#### [YOUR GOAL]
Locate every one of the lines below that contains the word "tight", and copy each of those lines. Case counts, so a line matches only when its capitalization agrees.

#### [DATASET]

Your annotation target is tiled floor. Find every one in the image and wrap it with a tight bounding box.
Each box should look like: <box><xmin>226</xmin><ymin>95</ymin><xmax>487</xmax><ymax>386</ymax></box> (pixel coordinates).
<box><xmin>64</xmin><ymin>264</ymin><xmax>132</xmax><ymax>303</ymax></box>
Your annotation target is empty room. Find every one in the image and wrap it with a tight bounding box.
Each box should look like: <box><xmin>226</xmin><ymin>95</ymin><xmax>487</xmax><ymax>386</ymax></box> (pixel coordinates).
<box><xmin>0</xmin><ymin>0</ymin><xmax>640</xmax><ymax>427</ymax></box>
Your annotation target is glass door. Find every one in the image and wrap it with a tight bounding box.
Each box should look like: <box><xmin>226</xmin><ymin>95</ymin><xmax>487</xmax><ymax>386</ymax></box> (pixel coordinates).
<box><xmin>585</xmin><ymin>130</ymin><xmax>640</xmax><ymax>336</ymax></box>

--

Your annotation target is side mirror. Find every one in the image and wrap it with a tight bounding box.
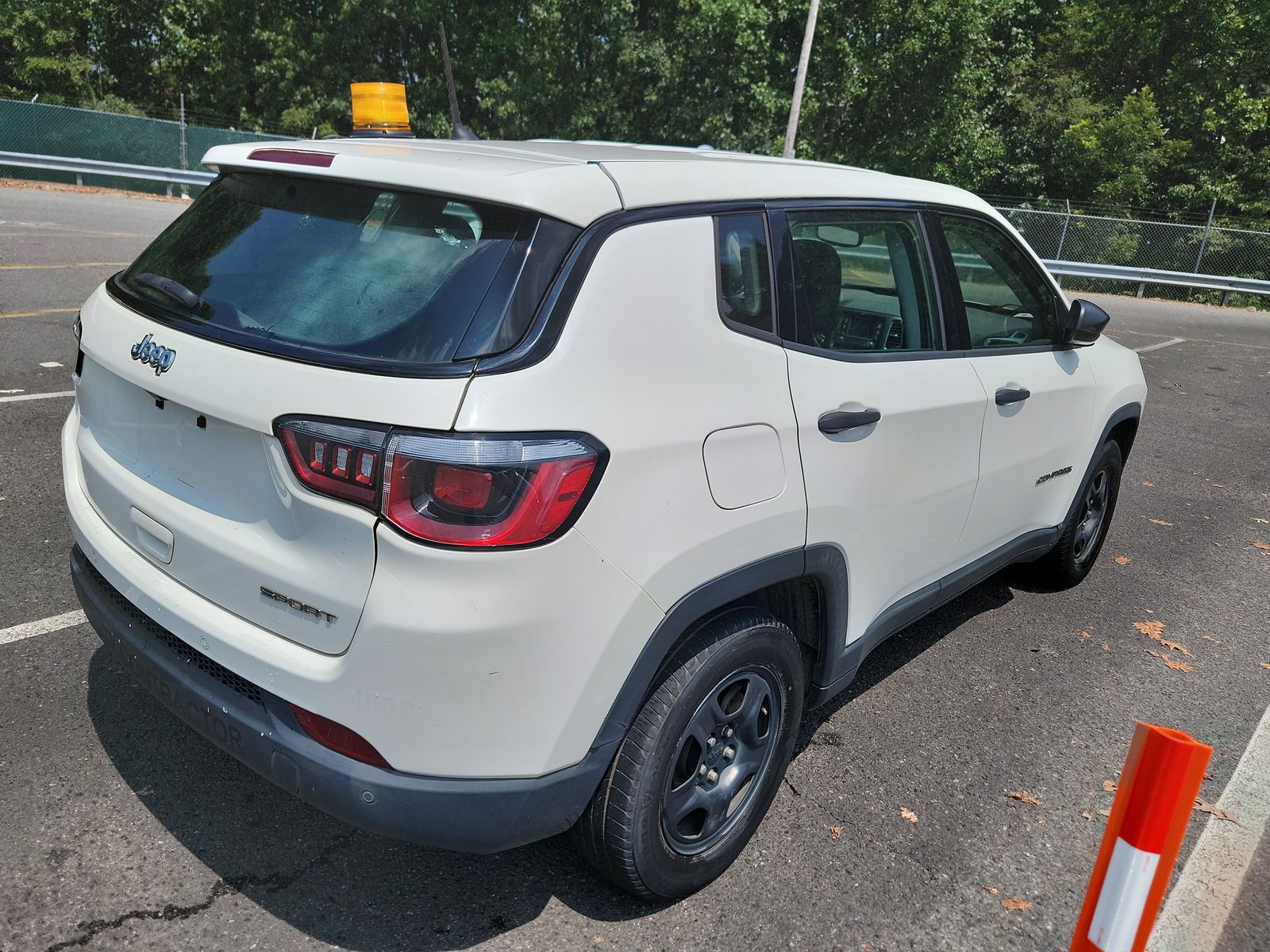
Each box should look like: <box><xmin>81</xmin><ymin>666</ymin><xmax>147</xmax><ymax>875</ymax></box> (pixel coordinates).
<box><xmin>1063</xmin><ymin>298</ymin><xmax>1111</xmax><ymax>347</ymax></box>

#### [SOLVED PROBLEM]
Your annotation target is tiled floor. Find every one in the image and wrap it with a tight bounding box.
Your annotation target is empty room. Find every one in the image and wrap it with a tight bounding box.
Your annotation target is glass door. Find every one in the image and wrap it with a tight bounding box.
Your annotation target is side mirror. Find every one in the image and wrap it with a tight bounding box.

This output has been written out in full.